EXERCISE OBJECTIVE: Please copy out all of the records below with every "pixel location" changed to "point coordinates", keeping everything else the same.

EXTRACTED INFORMATION:
***

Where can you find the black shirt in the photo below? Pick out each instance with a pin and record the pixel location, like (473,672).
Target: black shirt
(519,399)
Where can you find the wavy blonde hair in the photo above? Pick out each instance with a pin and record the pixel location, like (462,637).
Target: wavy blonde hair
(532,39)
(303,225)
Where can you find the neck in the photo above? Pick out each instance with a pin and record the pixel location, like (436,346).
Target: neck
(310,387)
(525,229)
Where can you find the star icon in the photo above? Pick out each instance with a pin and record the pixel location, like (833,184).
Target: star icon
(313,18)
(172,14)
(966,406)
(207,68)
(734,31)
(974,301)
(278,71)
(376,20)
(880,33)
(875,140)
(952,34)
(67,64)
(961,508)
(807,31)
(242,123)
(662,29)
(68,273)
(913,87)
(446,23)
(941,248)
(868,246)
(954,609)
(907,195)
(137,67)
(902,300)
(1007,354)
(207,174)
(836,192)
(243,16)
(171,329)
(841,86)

***

EXERCISE RESPONSE:
Where can you find the black shirt in the photo below? Pick out each instance with a pin and record the point coordinates, like (473,672).
Target: black shirt
(519,399)
Where can you find the wavy blonde hair in the photo above? Pick out each instance with a pin and record the point coordinates, like (462,637).
Target: wavy blonde hair
(532,39)
(303,225)
Where can you find the neck in the photo above? Pick out each instance with a pin and record the point coordinates, like (436,346).
Target: neck
(310,387)
(525,229)
Where can you find the star icon in the photo above? Pick out each instance with a pin and record the point coordinates, like (833,184).
Target: star icon
(313,18)
(172,14)
(966,406)
(207,68)
(734,31)
(974,301)
(278,71)
(376,20)
(880,33)
(875,140)
(952,34)
(67,64)
(961,508)
(807,31)
(242,123)
(662,29)
(68,273)
(913,87)
(446,23)
(941,248)
(868,246)
(954,609)
(907,195)
(137,67)
(902,300)
(1007,354)
(207,174)
(836,192)
(243,16)
(171,329)
(841,86)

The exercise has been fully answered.